[Dataset items]
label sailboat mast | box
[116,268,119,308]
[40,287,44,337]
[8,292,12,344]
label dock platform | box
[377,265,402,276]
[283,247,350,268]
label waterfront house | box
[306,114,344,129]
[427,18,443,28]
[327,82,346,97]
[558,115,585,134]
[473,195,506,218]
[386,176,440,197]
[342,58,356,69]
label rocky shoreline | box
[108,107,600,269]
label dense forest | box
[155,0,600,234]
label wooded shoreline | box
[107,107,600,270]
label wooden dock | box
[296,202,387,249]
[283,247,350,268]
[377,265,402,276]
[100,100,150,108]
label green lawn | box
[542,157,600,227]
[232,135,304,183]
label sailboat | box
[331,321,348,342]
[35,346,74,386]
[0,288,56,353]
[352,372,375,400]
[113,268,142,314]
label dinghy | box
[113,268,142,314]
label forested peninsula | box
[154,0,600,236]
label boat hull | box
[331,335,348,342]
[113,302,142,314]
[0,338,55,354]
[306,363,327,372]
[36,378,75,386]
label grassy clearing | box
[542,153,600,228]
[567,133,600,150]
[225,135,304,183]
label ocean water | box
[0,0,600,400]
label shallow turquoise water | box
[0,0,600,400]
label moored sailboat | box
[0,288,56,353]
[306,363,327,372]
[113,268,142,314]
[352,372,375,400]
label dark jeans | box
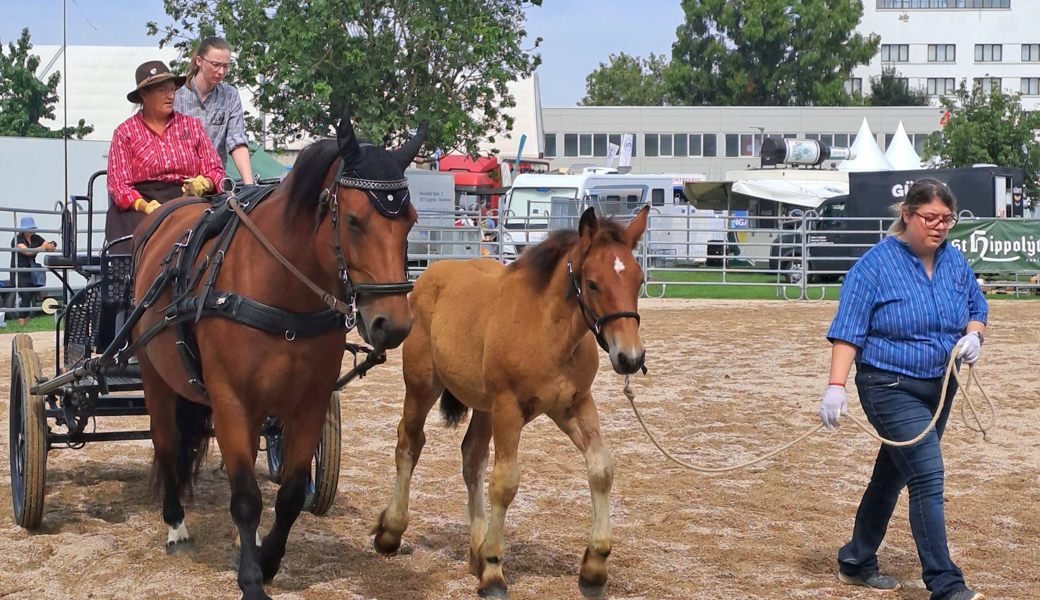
[838,363,966,600]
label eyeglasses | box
[203,58,231,71]
[914,212,957,229]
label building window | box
[881,44,910,62]
[701,133,719,158]
[976,44,1004,62]
[578,133,592,156]
[928,44,957,62]
[925,77,957,96]
[726,133,740,158]
[878,0,1011,8]
[974,77,1000,94]
[672,133,690,156]
[688,133,703,156]
[545,133,556,158]
[564,133,578,156]
[643,133,657,156]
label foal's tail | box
[176,396,213,499]
[441,388,469,429]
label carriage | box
[9,171,340,529]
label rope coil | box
[624,346,996,474]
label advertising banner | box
[947,218,1040,272]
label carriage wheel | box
[304,392,342,517]
[8,340,47,529]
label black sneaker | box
[838,571,902,600]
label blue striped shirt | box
[827,236,989,379]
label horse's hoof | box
[166,538,196,556]
[476,585,510,600]
[578,577,606,598]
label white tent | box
[885,121,921,171]
[838,118,895,172]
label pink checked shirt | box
[107,111,224,210]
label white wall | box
[854,0,1040,110]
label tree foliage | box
[579,52,668,106]
[866,67,932,106]
[149,0,542,154]
[0,28,94,139]
[925,81,1040,198]
[667,0,880,106]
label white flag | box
[618,133,635,166]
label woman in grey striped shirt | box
[174,37,253,185]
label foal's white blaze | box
[166,521,191,545]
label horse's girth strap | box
[228,198,354,315]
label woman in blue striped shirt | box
[820,179,988,600]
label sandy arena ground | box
[0,301,1040,600]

Exercise goal | Restate every record exactly, please; do not copy the pictures.

Full response |
label sailboat mast | box
[116,268,119,308]
[40,287,44,337]
[8,292,12,344]
label dock platform | box
[377,265,402,276]
[283,247,350,268]
label waterfront house | box
[306,114,344,129]
[427,18,443,28]
[327,82,346,97]
[558,115,585,134]
[473,195,506,218]
[386,176,440,197]
[342,58,356,69]
label rocky shoreline | box
[108,107,600,269]
label dense forest | box
[155,0,600,234]
label wooded shoreline | box
[107,107,600,270]
label wooden dock | box
[296,202,387,249]
[283,247,350,268]
[377,265,402,276]
[100,100,150,108]
label green lawn | box
[542,157,600,227]
[232,135,304,183]
label sailboat | box
[331,321,348,342]
[35,346,74,386]
[0,288,56,353]
[352,372,375,400]
[113,268,142,314]
label dinghy | box
[113,268,142,314]
label forested peninsula | box
[154,0,600,236]
label boat hull | box
[331,335,348,342]
[113,302,142,314]
[0,338,55,354]
[306,363,327,372]
[36,378,75,386]
label grassy clearing | box
[542,153,600,228]
[567,133,600,150]
[225,135,304,183]
label ocean water | box
[0,0,600,400]
label shallow turquoise water | box
[0,0,600,400]
label moored sailboat | box
[0,288,56,353]
[306,363,327,372]
[113,268,142,314]
[352,372,375,400]
label dark jeans | box
[838,363,966,600]
label eyeglasses | box
[203,58,231,71]
[914,212,957,229]
label building window | box
[881,44,910,62]
[701,133,719,158]
[976,44,1004,62]
[578,133,592,156]
[928,44,957,62]
[925,77,957,96]
[726,133,740,158]
[878,0,1011,8]
[974,77,1000,94]
[672,133,690,156]
[688,133,703,156]
[545,133,556,158]
[564,133,578,156]
[643,133,657,156]
label foal's tail | box
[176,396,213,499]
[441,388,469,429]
label carriage | box
[9,171,340,529]
label rope coil | box
[624,346,996,474]
label advertising banner | box
[947,218,1040,272]
label carriage wheel | box
[304,392,342,517]
[8,340,47,529]
label black sneaker | box
[838,571,902,600]
label blue striped shirt | box
[827,236,989,379]
label horse's hoof | box
[166,538,196,556]
[476,585,510,600]
[578,577,606,598]
label white tent | box
[885,121,921,171]
[838,118,895,172]
label pink checked shirt | box
[107,111,224,210]
label white wall | box
[854,0,1040,110]
label tree foliage | box
[579,52,668,106]
[866,67,932,106]
[149,0,542,154]
[0,28,94,139]
[925,81,1040,198]
[667,0,880,106]
label white flag | box
[618,133,635,166]
label woman in grey striped shirt | box
[174,37,253,185]
label foal's white blaze | box
[166,521,191,545]
label horse's girth strap | box
[228,198,354,315]
label woman in blue striped shirt | box
[820,179,988,600]
label sandy arena ground | box
[0,301,1040,600]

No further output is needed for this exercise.